— begin Text shown —

When Gayle Rose first picked up a clarinet at age 7, little did she know it would lead her to become a virtuoso — in philanthropy.
She got to be quite good on the licorice stick, graduating with a degree in music from the University of Northern Iowa and playing professionally before and after she arrived in Memphis in 1979. She loved music specifically and the arts in general, which led to her being recruited by Sally Thomason, executive director of the Memphis Arts Council, to be second in charge at the nonprofit united fund for the arts (now ArtsMemphis).
Rose stayed about five years, a time of impressive growth for the agency. “It got me exposed to the role of arts in a city the size of Memphis,” she says. That included learning who the players were, how to deal with business and government, why people valued the arts, and how it all played a role in the community. “Since I was a musician myself, and I was playing on the side, it all made sense for me to be in arts administration,” she says.
Rose left in 1984 to get a masters degree in public administration at Harvard University. She also had met Mike Rose, the CEO and chairman of the former Holiday Corp., and they married in 1985. It was also a marriage into wealth, which put her firmly on the path to philanthropy. “When I came back to Memphis from Harvard, and Mike and I were newly married and navigating what my career was going to be with the demands of being the wife of an international CEO, we decided to formalize our philanthropy and create a foundation that I would run.”

— end Text shown —
— begin Dataset records —

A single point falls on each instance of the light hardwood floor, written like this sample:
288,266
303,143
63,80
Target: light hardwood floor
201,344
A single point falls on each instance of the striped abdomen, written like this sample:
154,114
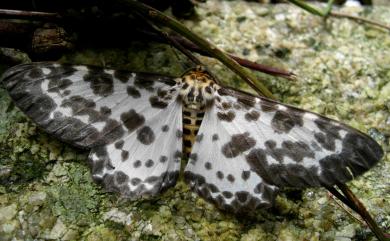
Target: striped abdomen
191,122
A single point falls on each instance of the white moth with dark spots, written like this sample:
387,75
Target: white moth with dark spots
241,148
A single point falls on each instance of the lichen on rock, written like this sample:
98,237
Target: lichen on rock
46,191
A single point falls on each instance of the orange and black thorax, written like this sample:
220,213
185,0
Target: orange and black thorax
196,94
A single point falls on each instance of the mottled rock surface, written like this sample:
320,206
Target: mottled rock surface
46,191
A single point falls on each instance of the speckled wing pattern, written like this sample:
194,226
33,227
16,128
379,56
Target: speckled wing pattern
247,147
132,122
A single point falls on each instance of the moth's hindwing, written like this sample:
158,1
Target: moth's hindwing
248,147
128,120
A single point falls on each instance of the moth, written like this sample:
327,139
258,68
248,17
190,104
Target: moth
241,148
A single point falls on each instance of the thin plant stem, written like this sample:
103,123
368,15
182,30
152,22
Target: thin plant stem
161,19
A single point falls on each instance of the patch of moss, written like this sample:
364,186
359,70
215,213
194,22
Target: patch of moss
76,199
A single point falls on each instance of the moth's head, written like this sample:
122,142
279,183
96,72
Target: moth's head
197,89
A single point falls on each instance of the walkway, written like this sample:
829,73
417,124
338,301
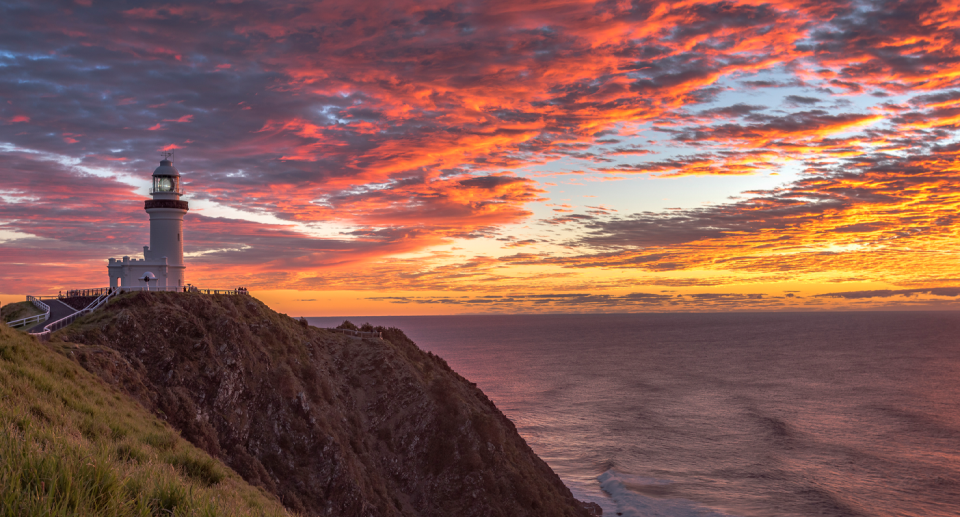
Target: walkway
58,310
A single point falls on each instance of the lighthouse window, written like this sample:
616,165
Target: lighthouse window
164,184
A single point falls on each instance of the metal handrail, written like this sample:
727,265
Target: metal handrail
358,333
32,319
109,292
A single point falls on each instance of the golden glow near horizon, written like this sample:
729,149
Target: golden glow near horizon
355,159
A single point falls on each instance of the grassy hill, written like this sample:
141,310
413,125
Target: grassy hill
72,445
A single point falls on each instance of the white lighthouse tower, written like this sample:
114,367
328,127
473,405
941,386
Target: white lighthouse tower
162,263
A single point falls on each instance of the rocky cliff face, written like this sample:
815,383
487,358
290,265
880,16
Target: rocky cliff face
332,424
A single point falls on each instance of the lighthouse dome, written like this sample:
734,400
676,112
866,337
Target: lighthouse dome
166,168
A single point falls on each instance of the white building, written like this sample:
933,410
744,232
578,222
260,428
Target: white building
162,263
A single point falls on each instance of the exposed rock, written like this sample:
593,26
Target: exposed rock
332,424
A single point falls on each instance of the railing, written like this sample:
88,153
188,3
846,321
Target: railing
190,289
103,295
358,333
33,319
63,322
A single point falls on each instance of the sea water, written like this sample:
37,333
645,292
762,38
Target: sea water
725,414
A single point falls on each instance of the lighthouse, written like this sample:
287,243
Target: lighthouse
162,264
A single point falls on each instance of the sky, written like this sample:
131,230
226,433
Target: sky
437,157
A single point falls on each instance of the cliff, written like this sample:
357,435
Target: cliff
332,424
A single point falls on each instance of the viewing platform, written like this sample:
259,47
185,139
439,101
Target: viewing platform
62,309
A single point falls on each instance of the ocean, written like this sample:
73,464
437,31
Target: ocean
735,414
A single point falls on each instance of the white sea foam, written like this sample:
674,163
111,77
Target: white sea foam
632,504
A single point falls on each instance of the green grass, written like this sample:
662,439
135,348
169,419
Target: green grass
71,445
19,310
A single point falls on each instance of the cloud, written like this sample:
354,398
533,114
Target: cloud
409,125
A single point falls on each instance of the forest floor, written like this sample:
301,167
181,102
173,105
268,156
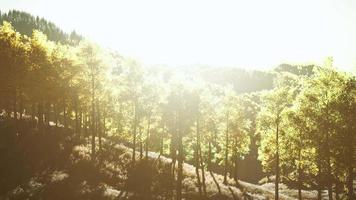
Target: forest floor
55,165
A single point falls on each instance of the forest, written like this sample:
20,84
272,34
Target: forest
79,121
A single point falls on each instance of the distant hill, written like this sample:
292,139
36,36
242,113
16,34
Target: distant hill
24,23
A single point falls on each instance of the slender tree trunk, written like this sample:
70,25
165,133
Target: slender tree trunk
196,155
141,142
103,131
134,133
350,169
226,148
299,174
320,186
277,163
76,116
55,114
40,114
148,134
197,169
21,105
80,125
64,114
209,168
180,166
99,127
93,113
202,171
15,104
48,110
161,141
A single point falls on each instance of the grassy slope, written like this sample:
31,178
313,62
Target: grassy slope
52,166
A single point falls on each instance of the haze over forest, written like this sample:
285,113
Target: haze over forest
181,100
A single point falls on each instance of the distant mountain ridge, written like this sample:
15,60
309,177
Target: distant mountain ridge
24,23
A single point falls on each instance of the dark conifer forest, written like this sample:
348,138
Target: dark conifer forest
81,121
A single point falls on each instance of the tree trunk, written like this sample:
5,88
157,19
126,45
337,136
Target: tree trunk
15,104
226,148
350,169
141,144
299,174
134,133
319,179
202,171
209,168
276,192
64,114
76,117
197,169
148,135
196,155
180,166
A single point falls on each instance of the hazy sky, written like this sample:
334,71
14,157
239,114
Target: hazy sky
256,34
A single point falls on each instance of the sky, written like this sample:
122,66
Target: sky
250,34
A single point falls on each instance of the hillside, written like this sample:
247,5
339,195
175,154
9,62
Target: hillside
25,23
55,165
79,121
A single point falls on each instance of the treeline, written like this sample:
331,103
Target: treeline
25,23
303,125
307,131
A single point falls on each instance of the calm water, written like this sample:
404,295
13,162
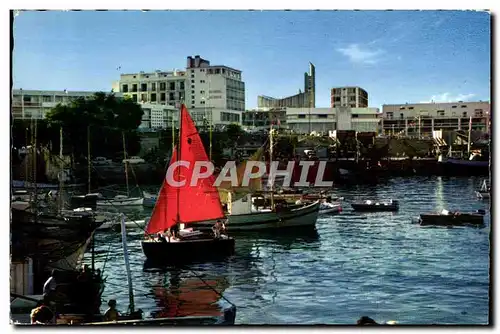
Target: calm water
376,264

— end Dataset records —

→ Directions
• a. Answer these questions from the Gayle Rose profile, one per line:
(i) At what age did she first pick up a clarinet?
(ii) In what year did she arrive in Memphis?
(iii) What degree did she go to Harvard University to earn?
• b. Report how many lines of the records contain the string "plant", treating uppercase and lowercase as different. Reply with the number only.

→ Solutions below
• a.
(i) 7
(ii) 1979
(iii) A master's degree in public administration

• b. 2